CONSIGNES:
1. Dans la lettre à d'Alembert, à quoi est comparée l'impression produite par la lecture de la jurisprudence de l'Inquisition ?
2. Poursuivez la lettre à d'Alembert à partir de sa dernière phrase.

-------- EXTRAIT --------

Le trou du cul est quelque chose !

Je ne résiste pas  au plaisir de vous faire connaître cette lettre, vous trouverez sans doute de vous-même le passage qui m’a motivé.

 

« A Jean Le Rond d’Alembert

 

                Si j’ai lu la belle jurisprudence de l’Inquisition ! [envoyé par d’Alembert : Manuel des inquisiteurs à l’usage des inquisitions d’Espagne et du Portugal, ou Abrégé de l’ouvrage intitulé : Directorium inquisitorum…1762]! Eh ! oui, mordieu, je l’ai lue ; et elle a fait sur moi la même impression que fit le corps sanglant de César sur les Romains. Les hommes ne méritent pas de vivre puisqu’il y a encore du bois et du feu et qu’on ne s’en sert pas pour brûler ces monstres dans leurs infâmes repaires. Mon cher frère, embrassez en mon nom le digne frère qui a fait cet excellent ouvrage [l’abbé Morellet]. Puisse-t-il être traduit en portugais et en castillan !

 

                Plus nous sommes attachés à la sainte religion de notre sauveur Jésus-Christ, plus nous devons abhorrer l’abominable usage qu’on fait tous les jours de sa divine loi.

 

                Il est bien à souhaiter que vos frères et vous donniez tous les mois quelque ouvrage édifiant qui achève d’établir le royaume de Christ, et de détruire les abus. Le trou du cul est quelque chose [l’abbé Morellet pour l’article « Figures » de l’Encyclopédie dit que St Ambroise ou St Augustin a comparé «les dimensions de l’Arche à celles du corps de l’homme, et la petite porte de l’Arche au trou du derrière »]. Je voudrais qu’on mît en sentinelle un jésuite à cette porte de l’arche.

-------- DONNÉES FOURNIES --------

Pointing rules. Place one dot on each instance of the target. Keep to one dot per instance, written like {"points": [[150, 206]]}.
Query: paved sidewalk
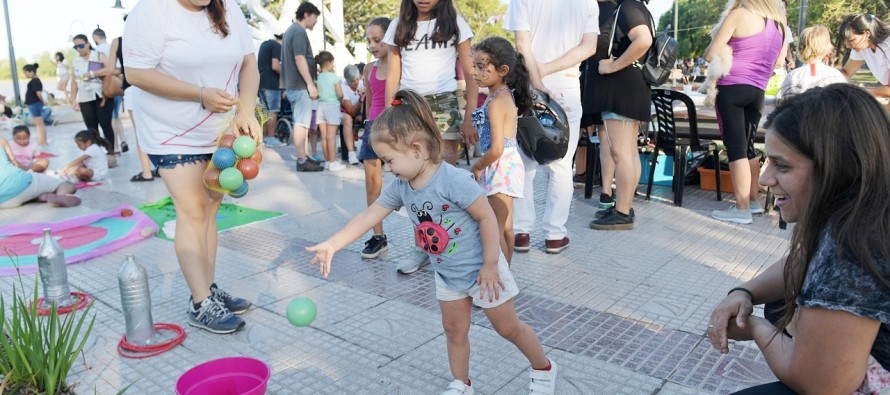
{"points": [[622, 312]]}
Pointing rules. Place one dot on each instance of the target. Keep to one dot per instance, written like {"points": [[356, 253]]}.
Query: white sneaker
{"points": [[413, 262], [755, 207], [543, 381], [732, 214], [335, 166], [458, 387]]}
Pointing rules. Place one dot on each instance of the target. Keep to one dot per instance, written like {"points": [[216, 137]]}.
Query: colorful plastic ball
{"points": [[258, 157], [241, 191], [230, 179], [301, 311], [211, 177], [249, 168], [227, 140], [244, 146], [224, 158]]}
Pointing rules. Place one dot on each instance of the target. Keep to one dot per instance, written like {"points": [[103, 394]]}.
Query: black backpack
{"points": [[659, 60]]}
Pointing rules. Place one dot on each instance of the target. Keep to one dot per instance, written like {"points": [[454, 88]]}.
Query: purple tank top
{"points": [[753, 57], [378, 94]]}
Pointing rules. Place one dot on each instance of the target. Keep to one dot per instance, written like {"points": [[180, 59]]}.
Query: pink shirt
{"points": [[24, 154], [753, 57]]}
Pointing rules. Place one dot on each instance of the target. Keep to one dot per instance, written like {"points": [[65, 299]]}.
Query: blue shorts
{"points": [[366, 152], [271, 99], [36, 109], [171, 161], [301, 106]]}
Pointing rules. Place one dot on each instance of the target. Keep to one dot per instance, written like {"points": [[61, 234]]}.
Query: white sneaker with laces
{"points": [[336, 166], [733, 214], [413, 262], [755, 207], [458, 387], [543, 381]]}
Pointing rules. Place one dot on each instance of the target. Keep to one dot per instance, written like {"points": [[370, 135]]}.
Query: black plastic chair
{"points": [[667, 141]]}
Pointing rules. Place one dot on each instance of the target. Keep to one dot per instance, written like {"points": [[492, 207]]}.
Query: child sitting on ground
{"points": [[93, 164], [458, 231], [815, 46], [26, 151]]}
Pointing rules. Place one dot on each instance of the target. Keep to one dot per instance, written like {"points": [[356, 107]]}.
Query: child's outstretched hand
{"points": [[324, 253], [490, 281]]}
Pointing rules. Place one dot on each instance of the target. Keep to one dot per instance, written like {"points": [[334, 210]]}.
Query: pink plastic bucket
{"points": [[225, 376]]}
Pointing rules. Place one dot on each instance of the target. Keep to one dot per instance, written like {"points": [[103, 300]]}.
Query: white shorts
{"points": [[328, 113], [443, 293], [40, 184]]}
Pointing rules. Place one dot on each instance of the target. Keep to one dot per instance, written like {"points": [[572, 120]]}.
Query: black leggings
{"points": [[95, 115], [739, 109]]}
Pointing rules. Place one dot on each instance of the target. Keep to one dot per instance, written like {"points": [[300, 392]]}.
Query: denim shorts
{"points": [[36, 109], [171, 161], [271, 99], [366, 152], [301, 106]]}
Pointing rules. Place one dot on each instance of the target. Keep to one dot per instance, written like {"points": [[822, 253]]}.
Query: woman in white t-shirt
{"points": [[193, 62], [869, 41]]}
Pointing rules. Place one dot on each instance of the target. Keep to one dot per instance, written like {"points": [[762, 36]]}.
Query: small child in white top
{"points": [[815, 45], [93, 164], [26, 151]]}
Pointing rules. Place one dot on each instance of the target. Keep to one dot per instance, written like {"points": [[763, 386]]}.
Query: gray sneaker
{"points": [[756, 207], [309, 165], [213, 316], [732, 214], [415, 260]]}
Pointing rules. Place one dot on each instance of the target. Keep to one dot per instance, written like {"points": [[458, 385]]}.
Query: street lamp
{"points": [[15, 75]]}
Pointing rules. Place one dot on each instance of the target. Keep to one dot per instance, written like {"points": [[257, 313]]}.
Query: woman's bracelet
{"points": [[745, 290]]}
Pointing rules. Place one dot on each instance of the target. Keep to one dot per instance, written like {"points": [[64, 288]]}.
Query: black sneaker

--------

RÉPONSES:
1. À l'impression que fit le corps sanglant de César sur les Romains.

2.
                On a imprimé en Hollande le Testament de Jean Meslier [Extraits des sentiments de Jean Meslier, adressés à ses paroissiens sur une partie des abus et des erreurs en général et en particulier , ed. Genève 1762]. Ce n’est qu’un très petit extrait du testament de ce curé [Voltaire demandait dès 1735 à Thiriot de lui fournir le manuscrit original ]. J’ai frémi d’horreur à la lecture [ «  Cet homme discute et prouve . Il parle au moment de la mort, au moment où les menteurs disent vrai… Jean Meslier doit convertir la terre . »V* 12 juillet 1762 ]. Le témoignage d’un curé qui en mourant demande pardon à Dieu d’avoir enseigné le christianisme peut mettre un grand poids dans la balance des libertins .Je vous enverrai un exemplaire de ce testament de l’antéchrist puisque vous voulez le réfuter. Vous n’avez qu’à me demander par quelle voie vous voudrez qu’il vous parvienne. Il est écrit avec une simplicité grossière qui par malheur ressemble à la candeur.

 

                Vraiment il s’agit bien de Zulime, et du Droit du seigneur ou de l’Écueil du sage, que le philosophe Crébillon [ censeur ] a mutilé et estropié en croyant qu’il égorgeait un de mes enfants ! Jurez bien que cette petite bagatelle est d’un académicien de Dijon [ ce qui au fond est vrai, car V* est aussi académicien de Dijon ]; soyez sûr que vous direz la vérité. Mais ces misères ne doivent pas vous occuper. Il faut venir au secours de la sainte vérité qu’on attaque de toutes parts. Engagez vos frères à prêter continuellement leur plume et leur voix à la défense du dépôt sacré.

 

                Vous m’avez envoyé un beau livre de musique à moi qui sait à peine solfier [ Elements de musique théorique et pratique sur les principes de M. Rameau éclaircis, développés et simplifiés ]. Je l’ai vite mis ès mains de notre nièce virtuose. Je suis le coq qui trouva une perle dans son fumier et qui la porta au lapidaire. Mlle Corneille a une jolie voix, mais elle ne peut comprendre ce que c’est qu’un dièse.

 

                Pour son oncle [Pierre Corneille, sur lequel V* écrit un livre critique ], le rabâcheur et le déclamateur, le cardinal de Bernis dit que je suis trop bon, et que je l’épargne trop.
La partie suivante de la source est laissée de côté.